## INPUT RECORDS:
[Begin]
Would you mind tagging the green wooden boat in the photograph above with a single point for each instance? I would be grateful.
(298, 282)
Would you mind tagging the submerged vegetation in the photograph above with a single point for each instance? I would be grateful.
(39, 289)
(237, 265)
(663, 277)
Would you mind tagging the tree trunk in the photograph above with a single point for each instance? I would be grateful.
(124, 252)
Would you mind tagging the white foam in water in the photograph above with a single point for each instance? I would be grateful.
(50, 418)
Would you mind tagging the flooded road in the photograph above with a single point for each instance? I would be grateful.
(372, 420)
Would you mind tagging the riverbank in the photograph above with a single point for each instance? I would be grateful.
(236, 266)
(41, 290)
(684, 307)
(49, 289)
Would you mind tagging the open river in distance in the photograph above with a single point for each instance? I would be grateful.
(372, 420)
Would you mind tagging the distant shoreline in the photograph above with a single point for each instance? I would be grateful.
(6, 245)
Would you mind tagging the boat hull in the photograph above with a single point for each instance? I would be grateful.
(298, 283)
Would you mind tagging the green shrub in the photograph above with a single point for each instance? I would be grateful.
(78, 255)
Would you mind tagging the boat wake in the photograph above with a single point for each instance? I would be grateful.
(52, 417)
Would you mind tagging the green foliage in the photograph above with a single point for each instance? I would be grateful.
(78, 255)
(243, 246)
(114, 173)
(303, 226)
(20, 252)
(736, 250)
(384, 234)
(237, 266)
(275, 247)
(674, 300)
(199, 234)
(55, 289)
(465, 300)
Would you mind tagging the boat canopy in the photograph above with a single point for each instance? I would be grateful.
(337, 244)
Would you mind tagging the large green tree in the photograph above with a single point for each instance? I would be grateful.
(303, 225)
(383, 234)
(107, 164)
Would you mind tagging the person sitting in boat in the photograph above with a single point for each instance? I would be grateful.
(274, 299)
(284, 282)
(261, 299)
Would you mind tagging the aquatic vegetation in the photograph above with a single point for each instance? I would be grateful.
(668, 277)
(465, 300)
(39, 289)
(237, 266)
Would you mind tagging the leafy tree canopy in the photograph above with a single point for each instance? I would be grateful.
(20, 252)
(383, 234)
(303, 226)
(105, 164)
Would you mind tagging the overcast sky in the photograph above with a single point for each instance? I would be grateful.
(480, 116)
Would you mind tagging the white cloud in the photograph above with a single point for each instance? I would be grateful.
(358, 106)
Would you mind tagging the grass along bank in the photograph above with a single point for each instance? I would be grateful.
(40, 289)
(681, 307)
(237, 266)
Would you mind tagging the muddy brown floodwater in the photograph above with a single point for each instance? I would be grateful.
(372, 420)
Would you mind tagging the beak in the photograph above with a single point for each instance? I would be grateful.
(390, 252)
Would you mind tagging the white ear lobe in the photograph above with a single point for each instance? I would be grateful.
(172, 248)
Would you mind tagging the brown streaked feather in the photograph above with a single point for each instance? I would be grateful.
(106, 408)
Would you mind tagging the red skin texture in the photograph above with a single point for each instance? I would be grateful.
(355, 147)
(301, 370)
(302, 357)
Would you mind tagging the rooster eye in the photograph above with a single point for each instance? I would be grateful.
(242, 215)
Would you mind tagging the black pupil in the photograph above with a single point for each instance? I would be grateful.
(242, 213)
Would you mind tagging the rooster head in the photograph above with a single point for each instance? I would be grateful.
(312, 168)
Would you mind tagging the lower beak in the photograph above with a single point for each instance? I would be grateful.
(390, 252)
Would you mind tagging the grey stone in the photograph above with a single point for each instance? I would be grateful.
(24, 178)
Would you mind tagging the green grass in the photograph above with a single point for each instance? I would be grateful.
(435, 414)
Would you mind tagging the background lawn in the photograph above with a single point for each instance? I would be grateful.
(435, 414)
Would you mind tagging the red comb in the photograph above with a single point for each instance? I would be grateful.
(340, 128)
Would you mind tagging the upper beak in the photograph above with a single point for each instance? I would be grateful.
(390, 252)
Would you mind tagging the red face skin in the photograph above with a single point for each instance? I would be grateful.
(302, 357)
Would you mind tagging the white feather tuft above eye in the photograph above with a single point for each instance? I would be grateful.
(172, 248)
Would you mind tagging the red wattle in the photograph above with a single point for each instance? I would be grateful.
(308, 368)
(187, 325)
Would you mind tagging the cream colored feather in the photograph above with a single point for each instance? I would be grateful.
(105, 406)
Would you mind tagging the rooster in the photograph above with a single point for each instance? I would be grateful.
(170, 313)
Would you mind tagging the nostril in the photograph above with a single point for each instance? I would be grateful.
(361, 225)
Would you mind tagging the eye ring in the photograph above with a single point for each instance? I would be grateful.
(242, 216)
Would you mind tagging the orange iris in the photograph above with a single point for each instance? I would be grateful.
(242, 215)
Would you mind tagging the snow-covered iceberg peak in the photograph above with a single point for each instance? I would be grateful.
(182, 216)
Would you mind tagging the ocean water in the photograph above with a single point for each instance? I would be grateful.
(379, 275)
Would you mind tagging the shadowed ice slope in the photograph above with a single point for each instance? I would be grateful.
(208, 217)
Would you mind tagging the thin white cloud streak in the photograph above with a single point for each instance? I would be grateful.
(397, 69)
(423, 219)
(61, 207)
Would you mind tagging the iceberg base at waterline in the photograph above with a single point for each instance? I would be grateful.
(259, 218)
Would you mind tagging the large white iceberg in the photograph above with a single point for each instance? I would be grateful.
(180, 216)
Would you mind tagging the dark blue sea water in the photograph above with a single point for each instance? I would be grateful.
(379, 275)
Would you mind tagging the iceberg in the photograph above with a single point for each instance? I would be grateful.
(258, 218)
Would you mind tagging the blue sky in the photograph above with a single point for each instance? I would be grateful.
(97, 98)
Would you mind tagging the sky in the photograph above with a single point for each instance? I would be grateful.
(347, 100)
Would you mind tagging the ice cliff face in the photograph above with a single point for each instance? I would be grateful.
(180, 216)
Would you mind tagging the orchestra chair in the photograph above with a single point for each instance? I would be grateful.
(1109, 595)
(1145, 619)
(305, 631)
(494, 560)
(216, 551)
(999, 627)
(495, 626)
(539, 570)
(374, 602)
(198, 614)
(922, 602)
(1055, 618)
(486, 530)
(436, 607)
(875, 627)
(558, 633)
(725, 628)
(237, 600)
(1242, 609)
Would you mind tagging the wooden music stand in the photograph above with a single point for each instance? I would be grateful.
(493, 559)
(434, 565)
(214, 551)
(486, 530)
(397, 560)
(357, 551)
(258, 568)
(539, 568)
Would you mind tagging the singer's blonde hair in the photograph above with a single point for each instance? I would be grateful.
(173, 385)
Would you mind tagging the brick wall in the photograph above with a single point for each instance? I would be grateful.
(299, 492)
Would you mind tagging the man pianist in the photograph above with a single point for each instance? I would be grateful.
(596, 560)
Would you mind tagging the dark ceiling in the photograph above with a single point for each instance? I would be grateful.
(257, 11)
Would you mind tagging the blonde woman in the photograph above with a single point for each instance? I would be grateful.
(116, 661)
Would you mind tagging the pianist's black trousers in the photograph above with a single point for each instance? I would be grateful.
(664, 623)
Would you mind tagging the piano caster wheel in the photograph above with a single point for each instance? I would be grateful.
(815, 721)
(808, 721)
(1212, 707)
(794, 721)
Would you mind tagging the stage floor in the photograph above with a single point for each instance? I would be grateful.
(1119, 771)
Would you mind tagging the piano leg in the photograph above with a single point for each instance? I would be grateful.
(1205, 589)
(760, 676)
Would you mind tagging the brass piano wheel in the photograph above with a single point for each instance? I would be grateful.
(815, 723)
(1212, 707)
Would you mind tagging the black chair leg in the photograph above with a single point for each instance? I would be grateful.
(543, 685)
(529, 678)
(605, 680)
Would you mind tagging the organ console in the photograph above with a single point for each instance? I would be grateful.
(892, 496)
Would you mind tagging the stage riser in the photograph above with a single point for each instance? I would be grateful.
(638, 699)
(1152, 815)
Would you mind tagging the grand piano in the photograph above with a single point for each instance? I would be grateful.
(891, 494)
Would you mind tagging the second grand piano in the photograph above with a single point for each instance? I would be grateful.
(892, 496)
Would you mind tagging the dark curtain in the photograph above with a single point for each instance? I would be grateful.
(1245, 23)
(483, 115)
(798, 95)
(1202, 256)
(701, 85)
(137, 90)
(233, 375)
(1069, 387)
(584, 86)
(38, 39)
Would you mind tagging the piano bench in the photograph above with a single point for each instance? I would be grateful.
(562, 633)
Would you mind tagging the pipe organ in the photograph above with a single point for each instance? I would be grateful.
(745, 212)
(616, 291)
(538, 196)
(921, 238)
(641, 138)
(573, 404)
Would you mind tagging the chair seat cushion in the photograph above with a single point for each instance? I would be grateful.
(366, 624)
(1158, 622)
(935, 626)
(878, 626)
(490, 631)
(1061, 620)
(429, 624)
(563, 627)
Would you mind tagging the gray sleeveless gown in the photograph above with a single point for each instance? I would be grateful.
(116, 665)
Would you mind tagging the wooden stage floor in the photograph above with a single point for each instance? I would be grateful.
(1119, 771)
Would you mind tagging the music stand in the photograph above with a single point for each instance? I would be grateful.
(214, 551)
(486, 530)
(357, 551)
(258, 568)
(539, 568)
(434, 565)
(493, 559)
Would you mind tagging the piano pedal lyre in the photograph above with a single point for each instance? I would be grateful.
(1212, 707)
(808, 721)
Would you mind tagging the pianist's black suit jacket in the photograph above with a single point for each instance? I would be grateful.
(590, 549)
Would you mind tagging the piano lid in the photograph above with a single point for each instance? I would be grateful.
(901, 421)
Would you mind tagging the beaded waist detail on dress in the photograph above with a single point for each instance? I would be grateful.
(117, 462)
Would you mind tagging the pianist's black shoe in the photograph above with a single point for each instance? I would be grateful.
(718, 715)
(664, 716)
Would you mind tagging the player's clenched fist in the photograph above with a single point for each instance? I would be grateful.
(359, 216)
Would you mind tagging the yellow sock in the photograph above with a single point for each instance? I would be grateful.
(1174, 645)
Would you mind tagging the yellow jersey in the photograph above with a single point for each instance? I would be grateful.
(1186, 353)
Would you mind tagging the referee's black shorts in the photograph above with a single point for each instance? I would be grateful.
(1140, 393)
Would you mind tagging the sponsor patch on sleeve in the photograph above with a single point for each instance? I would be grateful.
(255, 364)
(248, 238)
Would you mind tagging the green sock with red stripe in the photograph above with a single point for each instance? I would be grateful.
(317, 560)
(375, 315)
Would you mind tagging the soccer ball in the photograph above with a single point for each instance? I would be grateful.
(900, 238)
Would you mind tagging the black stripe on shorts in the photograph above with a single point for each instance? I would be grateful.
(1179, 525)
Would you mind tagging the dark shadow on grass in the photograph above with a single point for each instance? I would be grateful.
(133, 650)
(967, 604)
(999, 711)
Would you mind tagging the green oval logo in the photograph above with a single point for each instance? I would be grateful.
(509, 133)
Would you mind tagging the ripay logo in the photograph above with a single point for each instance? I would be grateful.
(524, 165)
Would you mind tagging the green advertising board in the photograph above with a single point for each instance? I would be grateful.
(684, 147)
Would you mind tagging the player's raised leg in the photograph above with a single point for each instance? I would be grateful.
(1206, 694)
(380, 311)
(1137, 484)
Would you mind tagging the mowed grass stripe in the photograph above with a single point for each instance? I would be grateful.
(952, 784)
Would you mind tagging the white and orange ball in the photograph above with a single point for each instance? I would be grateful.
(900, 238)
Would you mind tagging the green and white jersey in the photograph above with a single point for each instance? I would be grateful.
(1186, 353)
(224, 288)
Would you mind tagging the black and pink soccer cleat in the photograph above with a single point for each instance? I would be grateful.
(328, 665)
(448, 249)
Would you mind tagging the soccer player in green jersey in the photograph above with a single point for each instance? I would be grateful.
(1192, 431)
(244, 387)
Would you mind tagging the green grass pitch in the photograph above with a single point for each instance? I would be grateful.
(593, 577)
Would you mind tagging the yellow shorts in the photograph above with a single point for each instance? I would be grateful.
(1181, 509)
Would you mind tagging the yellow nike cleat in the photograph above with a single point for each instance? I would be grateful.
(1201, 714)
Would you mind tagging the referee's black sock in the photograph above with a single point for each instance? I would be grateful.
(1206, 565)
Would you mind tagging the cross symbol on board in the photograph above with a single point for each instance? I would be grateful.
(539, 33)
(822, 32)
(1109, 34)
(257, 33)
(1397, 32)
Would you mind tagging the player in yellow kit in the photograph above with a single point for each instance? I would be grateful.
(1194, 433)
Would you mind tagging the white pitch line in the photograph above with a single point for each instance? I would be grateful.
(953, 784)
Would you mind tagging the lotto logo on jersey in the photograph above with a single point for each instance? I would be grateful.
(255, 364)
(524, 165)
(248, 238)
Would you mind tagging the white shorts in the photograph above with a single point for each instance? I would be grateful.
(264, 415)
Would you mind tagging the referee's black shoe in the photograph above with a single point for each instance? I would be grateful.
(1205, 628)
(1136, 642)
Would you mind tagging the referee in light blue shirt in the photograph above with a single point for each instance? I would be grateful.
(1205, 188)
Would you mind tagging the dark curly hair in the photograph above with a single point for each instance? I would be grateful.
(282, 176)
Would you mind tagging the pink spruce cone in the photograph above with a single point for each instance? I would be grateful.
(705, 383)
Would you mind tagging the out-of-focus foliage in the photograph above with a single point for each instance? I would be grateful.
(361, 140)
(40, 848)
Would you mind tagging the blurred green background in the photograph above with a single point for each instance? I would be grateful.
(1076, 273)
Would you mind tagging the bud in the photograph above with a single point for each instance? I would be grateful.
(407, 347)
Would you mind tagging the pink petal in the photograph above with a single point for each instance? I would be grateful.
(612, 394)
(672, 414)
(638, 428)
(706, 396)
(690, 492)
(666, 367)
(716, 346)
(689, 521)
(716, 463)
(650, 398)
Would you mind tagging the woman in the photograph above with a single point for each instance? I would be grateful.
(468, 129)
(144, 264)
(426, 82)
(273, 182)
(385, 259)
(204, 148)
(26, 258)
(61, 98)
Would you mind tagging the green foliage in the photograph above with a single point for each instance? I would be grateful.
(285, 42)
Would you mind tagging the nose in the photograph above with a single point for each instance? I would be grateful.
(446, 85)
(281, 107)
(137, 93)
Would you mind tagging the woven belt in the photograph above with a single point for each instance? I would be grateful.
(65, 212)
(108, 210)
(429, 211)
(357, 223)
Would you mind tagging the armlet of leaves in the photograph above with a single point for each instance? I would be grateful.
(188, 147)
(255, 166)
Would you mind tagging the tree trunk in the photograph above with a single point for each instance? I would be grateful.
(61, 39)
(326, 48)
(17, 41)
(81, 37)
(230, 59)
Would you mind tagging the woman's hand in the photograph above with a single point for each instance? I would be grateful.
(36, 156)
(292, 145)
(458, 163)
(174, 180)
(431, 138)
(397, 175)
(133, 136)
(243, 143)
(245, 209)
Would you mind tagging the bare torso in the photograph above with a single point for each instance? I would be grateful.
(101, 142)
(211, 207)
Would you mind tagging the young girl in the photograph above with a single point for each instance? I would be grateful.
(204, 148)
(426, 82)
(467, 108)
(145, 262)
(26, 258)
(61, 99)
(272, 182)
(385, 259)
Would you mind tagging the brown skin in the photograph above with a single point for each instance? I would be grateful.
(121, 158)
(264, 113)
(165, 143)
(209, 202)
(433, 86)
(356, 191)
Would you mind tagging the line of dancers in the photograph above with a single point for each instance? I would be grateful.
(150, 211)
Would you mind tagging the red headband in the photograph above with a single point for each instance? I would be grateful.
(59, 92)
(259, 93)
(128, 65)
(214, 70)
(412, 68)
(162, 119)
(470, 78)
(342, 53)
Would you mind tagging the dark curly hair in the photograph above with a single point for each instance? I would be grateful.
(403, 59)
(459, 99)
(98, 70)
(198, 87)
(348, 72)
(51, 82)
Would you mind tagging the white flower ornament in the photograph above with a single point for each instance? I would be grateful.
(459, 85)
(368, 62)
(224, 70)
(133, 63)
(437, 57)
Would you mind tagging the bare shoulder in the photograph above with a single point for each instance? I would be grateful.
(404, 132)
[End]
## TASK DIRECTIONS:
From the line containing "Would you mind tagging the young" through the closing line of the material above, return every line exactly and omit all others.

## EXERCISE ANSWER:
Would you mind tagging the young girl in the photograph above with a single point for each instance? I would be grateful.
(204, 148)
(426, 82)
(467, 108)
(145, 262)
(26, 258)
(61, 99)
(272, 182)
(385, 259)
Would you mind tagging the brown skin in the photograph above with a single point for each instance? I would be grateful.
(121, 158)
(264, 113)
(165, 143)
(209, 202)
(433, 86)
(356, 191)
Would you mind tagging the line of dancers in the photograph above with a single point for each instance? I would be grateful.
(150, 211)
Would you mind tagging the red headband in the photograph above with a single point for each instance? I would be grateful.
(59, 92)
(259, 93)
(128, 65)
(214, 70)
(412, 68)
(162, 119)
(470, 78)
(342, 53)
Would you mind tagging the dark curly hair in the photograph above with a single point for each instance? I would be grateful.
(403, 59)
(459, 99)
(98, 70)
(198, 87)
(348, 72)
(51, 82)
Would you mind tagging the white flower ornament in the photograph above with a single point for each instance? I would be grateful.
(459, 85)
(368, 62)
(224, 70)
(133, 63)
(437, 57)
Would you mind tagging the bare shoulder in the photograph above with a single point for each instance? I would be grateful.
(404, 132)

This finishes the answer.